## WHAT THE EXERCISE ASKS
Count the lines of the data below that contain the string "positive", treating uppercase and lowercase letters as distinct, and give only that number.

## ENTRIES SHOWN
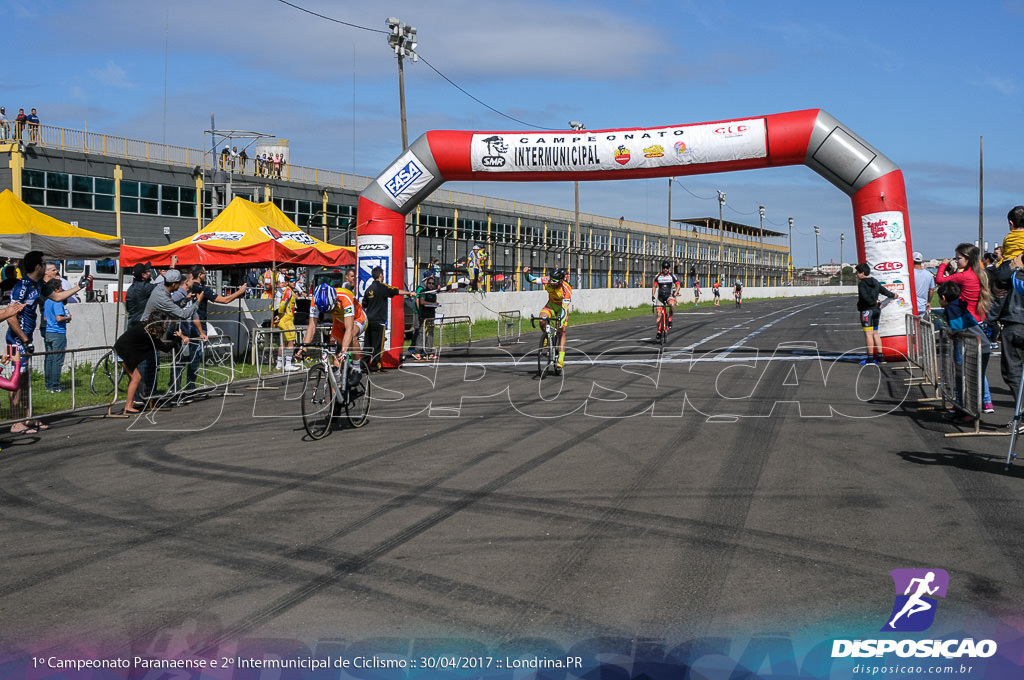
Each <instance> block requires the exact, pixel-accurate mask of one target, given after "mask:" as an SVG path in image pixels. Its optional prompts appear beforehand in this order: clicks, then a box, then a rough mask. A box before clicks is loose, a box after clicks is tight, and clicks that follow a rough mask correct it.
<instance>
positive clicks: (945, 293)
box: [938, 281, 995, 423]
mask: <svg viewBox="0 0 1024 680" xmlns="http://www.w3.org/2000/svg"><path fill="white" fill-rule="evenodd" d="M938 293H939V300H941V302H942V310H943V312H944V313H945V316H946V323H947V324H948V325H949V328H950V329H952V330H953V332H954V333H956V334H957V336H958V337H956V340H955V350H954V360H955V363H956V366H958V367H962V366H963V365H964V350H963V349H962V345H963V342H964V341H963V339H962V338H963V335H965V334H967V335H969V337H970V336H975V337H977V338H978V339H979V340H981V375H982V377H983V385H982V386H983V388H984V391H985V396H984V400H985V405H984V407H983V411H984V412H985V413H995V409H993V408H992V398H991V396H990V395H989V394H988V378H987V377H985V374H986V373H987V372H988V359H989V358H990V357H991V354H992V346H991V343H989V341H988V337H987V336H986V335H985V333H984V331H982V329H981V326H980V325H979V324H978V322H977V320H976V318H975V317H974V316H973V315H971V314H970V313H968V310H967V305H966V304H964V301H963V300H962V299H959V293H961V287H959V286H957V285H956V284H954V283H953V282H951V281H947V282H946V283H944V284H942V285H941V286H939V288H938ZM961 370H962V371H963V369H961ZM954 382H958V381H954ZM957 391H959V390H958V389H957ZM958 396H959V397H961V398H962V399H963V398H964V396H965V395H964V394H959V395H958ZM962 421H963V422H969V423H973V422H974V417H972V416H970V415H968V416H964V417H963V418H962Z"/></svg>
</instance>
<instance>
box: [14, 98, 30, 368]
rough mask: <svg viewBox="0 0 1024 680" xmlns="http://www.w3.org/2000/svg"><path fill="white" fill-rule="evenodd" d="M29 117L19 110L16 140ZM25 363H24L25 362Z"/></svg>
mask: <svg viewBox="0 0 1024 680" xmlns="http://www.w3.org/2000/svg"><path fill="white" fill-rule="evenodd" d="M28 120H29V117H28V116H26V115H25V109H18V110H17V116H15V117H14V138H15V139H20V138H22V135H23V134H24V133H25V124H26V122H28ZM23 363H24V362H23Z"/></svg>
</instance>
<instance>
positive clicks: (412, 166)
mask: <svg viewBox="0 0 1024 680" xmlns="http://www.w3.org/2000/svg"><path fill="white" fill-rule="evenodd" d="M433 178H434V176H433V175H432V174H430V172H429V171H428V170H427V169H426V168H425V167H424V166H423V164H422V163H420V161H419V159H417V158H416V156H414V155H413V153H412V152H406V153H404V154H402V155H401V157H400V158H399V159H398V160H397V161H395V162H394V163H393V164H392V165H391V167H390V168H388V169H387V171H385V172H384V174H383V175H381V177H379V178H378V179H377V183H378V185H379V186H380V187H381V188H382V189H384V190H385V192H386V193H387V195H388V196H390V197H391V198H392V199H393V200H394V202H395V204H396V205H397V206H398V207H399V208H400V207H401V206H402V205H404V204H406V202H408V201H409V200H410V199H411V198H413V196H415V195H416V193H417V192H419V190H420V189H421V188H423V187H424V186H426V185H427V184H428V183H429V182H430V181H431V180H432V179H433Z"/></svg>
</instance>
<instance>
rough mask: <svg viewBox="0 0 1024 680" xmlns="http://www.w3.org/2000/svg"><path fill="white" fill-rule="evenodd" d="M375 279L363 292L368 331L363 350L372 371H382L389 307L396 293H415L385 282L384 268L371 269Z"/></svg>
mask: <svg viewBox="0 0 1024 680" xmlns="http://www.w3.org/2000/svg"><path fill="white" fill-rule="evenodd" d="M370 275H371V277H373V279H374V280H373V281H372V282H371V283H370V285H369V286H368V287H367V290H366V292H365V293H364V294H362V309H364V310H365V311H366V313H367V331H366V334H365V336H364V341H362V351H364V354H365V355H366V356H367V360H368V362H369V363H370V370H371V371H380V370H381V368H382V365H381V356H382V354H383V353H384V336H385V334H386V331H387V308H388V304H389V303H390V300H391V298H393V297H394V296H395V295H413V293H410V292H409V291H403V290H401V289H400V288H395V287H394V286H388V285H387V284H385V283H384V269H382V268H381V267H374V268H373V269H372V270H371V271H370Z"/></svg>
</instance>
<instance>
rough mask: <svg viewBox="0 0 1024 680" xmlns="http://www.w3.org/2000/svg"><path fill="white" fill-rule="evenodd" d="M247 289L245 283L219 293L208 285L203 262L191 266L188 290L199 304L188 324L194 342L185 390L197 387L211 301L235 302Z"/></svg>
mask: <svg viewBox="0 0 1024 680" xmlns="http://www.w3.org/2000/svg"><path fill="white" fill-rule="evenodd" d="M247 290H248V285H246V284H243V285H242V286H241V287H240V288H239V289H238V290H237V291H234V292H233V293H231V294H230V295H219V294H218V293H217V291H215V290H213V289H212V288H210V287H209V286H207V283H206V267H204V266H203V265H202V264H197V265H196V266H194V267H193V268H191V284H190V286H189V288H188V292H189V293H190V294H191V295H193V296H194V299H196V300H198V302H199V304H198V306H197V307H196V315H195V316H194V317H193V322H191V324H189V325H188V332H187V333H186V335H187V336H188V337H189V339H190V340H191V341H193V342H191V343H190V352H189V355H188V370H187V373H186V377H185V386H184V388H185V390H194V389H196V376H197V375H199V367H200V366H201V365H202V363H203V351H204V346H205V345H206V341H207V337H206V323H207V320H208V318H209V316H210V309H209V304H210V303H211V302H216V303H217V304H227V303H228V302H233V301H234V300H237V299H239V298H240V297H242V296H243V295H245V294H246V291H247ZM186 398H187V397H186Z"/></svg>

## RESULT
2